WORK TO BE COMPLETED: Give every entry again, word for word and in full.
-- BEGIN --
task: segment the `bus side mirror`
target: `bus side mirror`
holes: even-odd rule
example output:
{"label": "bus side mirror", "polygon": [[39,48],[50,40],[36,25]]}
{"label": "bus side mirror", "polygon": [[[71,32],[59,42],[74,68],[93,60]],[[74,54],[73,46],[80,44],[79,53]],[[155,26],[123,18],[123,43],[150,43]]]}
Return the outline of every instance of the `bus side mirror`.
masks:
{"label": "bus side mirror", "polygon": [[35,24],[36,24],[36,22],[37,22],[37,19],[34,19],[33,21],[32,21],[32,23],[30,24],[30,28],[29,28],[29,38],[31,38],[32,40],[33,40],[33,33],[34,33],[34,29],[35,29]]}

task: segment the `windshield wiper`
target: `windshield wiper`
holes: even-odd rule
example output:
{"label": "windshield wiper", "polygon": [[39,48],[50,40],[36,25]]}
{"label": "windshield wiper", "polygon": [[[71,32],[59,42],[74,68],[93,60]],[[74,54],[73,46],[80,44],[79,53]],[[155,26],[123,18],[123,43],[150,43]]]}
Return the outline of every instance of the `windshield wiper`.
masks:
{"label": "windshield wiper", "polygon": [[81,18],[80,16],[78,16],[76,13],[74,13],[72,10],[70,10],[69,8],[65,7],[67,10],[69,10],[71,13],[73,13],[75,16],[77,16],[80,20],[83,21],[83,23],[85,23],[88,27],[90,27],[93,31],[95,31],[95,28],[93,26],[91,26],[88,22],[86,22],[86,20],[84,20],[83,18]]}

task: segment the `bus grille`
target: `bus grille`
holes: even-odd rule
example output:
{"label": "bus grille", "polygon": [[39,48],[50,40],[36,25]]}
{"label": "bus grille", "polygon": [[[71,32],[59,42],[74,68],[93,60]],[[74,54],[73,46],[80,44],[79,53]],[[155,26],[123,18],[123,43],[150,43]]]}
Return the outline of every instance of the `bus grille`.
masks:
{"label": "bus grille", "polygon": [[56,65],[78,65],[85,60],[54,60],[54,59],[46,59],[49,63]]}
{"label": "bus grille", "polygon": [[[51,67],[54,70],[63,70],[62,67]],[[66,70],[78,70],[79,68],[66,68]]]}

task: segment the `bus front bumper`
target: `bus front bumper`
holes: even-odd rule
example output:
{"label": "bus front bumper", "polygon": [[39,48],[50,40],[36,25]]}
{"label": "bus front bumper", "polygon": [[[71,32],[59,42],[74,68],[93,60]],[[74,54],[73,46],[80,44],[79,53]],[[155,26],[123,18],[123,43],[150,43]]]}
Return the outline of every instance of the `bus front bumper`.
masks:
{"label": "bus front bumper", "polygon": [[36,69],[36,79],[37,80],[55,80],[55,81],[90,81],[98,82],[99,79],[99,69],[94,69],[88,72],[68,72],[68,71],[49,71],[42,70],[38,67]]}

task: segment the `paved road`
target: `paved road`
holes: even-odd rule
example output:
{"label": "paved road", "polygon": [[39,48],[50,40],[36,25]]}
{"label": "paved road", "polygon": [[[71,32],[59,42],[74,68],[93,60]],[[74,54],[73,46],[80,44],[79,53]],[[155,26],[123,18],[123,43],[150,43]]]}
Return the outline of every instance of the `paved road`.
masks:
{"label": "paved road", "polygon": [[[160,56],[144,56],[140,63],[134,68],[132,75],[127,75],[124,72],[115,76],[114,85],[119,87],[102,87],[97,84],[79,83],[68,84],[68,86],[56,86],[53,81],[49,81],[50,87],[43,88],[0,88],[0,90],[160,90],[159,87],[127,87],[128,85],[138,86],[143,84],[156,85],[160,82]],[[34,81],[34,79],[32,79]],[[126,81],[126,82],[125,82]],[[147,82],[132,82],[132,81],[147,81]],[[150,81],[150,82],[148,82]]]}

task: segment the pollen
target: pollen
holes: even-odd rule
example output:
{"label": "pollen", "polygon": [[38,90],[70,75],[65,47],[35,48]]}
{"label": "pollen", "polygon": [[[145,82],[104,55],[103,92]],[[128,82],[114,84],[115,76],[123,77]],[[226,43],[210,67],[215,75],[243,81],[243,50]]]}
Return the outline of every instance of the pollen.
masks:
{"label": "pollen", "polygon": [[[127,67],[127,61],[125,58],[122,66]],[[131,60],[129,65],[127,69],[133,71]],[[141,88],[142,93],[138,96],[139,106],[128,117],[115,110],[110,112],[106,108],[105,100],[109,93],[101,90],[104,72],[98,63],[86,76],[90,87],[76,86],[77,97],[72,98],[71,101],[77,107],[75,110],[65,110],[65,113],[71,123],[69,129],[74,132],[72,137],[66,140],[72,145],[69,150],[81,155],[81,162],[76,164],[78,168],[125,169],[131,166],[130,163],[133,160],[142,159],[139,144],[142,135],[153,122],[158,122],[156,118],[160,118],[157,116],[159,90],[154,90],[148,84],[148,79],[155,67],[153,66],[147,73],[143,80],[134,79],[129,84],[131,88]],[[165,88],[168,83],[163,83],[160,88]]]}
-- END --
TASK ANSWER:
task: segment the `bus side mirror`
target: `bus side mirror`
holes: even-odd rule
example output:
{"label": "bus side mirror", "polygon": [[39,48],[50,40],[36,25]]}
{"label": "bus side mirror", "polygon": [[[71,32],[59,42],[74,68],[93,60]],[[74,54],[73,46],[80,44],[79,53]],[[155,26],[123,18],[123,43],[150,43]]]}
Return the outline of every instance of the `bus side mirror`.
masks:
{"label": "bus side mirror", "polygon": [[35,24],[36,24],[36,22],[37,22],[37,19],[34,19],[33,21],[32,21],[32,23],[30,24],[30,28],[29,28],[29,38],[31,38],[32,40],[33,40],[33,33],[34,33],[34,29],[35,29]]}

task: segment the `windshield wiper`
target: `windshield wiper`
holes: even-odd rule
example output:
{"label": "windshield wiper", "polygon": [[39,48],[50,40],[36,25]]}
{"label": "windshield wiper", "polygon": [[[71,32],[59,42],[74,68],[93,60]],[[74,54],[73,46],[80,44],[79,53]],[[155,26],[123,18],[123,43],[150,43]]]}
Return the outline of every instance of the `windshield wiper`.
masks:
{"label": "windshield wiper", "polygon": [[81,18],[80,16],[78,16],[76,13],[74,13],[72,10],[70,10],[69,8],[65,7],[67,10],[69,10],[71,13],[73,13],[75,16],[77,16],[80,20],[83,21],[83,23],[85,23],[88,27],[90,27],[93,31],[95,31],[95,28],[93,26],[91,26],[88,22],[86,22],[86,20],[84,20],[83,18]]}

task: segment the `bus grille`
target: `bus grille`
holes: even-odd rule
example output:
{"label": "bus grille", "polygon": [[39,48],[50,40],[36,25]]}
{"label": "bus grille", "polygon": [[[71,32],[59,42],[74,68],[93,60]],[[74,54],[73,46],[80,44],[79,53]],[[155,26],[123,18],[123,43],[150,43]]]}
Return the outline of every instance of the `bus grille`.
masks:
{"label": "bus grille", "polygon": [[56,65],[78,65],[85,60],[54,60],[54,59],[46,59],[49,63]]}
{"label": "bus grille", "polygon": [[[51,67],[54,70],[63,70],[62,67]],[[66,70],[78,70],[79,68],[66,68]]]}

task: segment the `bus front bumper`
target: `bus front bumper`
holes: even-odd rule
example output:
{"label": "bus front bumper", "polygon": [[39,48],[50,40],[36,25]]}
{"label": "bus front bumper", "polygon": [[[71,32],[59,42],[74,68],[93,60]],[[74,54],[73,46],[80,44],[79,53]],[[155,26],[123,18],[123,43],[150,43]]]}
Return the outline of every instance of the `bus front bumper`.
masks:
{"label": "bus front bumper", "polygon": [[36,69],[36,79],[37,80],[55,80],[55,81],[90,81],[98,82],[99,79],[99,69],[94,69],[88,72],[68,72],[68,71],[49,71],[42,70],[38,67]]}

task: segment the `paved road`
target: `paved road`
holes: even-odd rule
example output:
{"label": "paved road", "polygon": [[39,48],[50,40],[36,25]]}
{"label": "paved road", "polygon": [[[71,32],[59,42],[74,68],[93,60]],[[74,54],[73,46],[80,44],[79,53]],[[155,26],[123,18],[123,43],[150,43]]]}
Return the outline of every instance of the `paved road`.
masks:
{"label": "paved road", "polygon": [[[160,56],[144,56],[140,63],[134,68],[132,75],[127,75],[124,72],[115,76],[114,85],[119,87],[102,87],[97,84],[79,83],[68,84],[68,86],[56,86],[53,81],[49,81],[50,87],[43,88],[0,88],[0,90],[160,90],[159,87],[127,87],[128,85],[138,86],[143,84],[156,85],[160,82]],[[34,81],[34,79],[32,79]],[[126,81],[126,82],[125,82]],[[147,82],[132,82],[132,81],[147,81]],[[150,81],[150,82],[148,82]]]}

task: segment the pollen
target: pollen
holes: even-odd rule
example output:
{"label": "pollen", "polygon": [[38,90],[70,75],[65,47],[35,48]]}
{"label": "pollen", "polygon": [[[145,82],[104,55],[103,92]],[[128,82],[114,84],[115,76],[123,77]],[[226,43],[210,67],[215,75],[243,81],[243,50]]]}
Return the outline of every instance of the pollen.
masks:
{"label": "pollen", "polygon": [[[127,67],[127,61],[125,58],[122,66]],[[131,60],[129,65],[127,69],[133,71]],[[141,88],[142,93],[138,96],[139,106],[128,117],[115,110],[110,112],[106,108],[105,100],[109,93],[101,90],[104,72],[98,63],[86,76],[90,87],[76,86],[77,97],[72,98],[71,101],[77,107],[75,110],[65,110],[65,113],[71,123],[69,129],[74,132],[72,137],[66,140],[72,145],[69,150],[81,155],[81,162],[76,164],[78,168],[125,169],[131,166],[130,163],[133,160],[142,159],[139,144],[142,135],[153,122],[158,122],[156,118],[160,118],[157,116],[159,90],[154,90],[148,84],[148,79],[155,67],[153,66],[147,73],[143,80],[134,79],[129,84],[131,88]],[[165,88],[168,83],[163,83],[160,88]]]}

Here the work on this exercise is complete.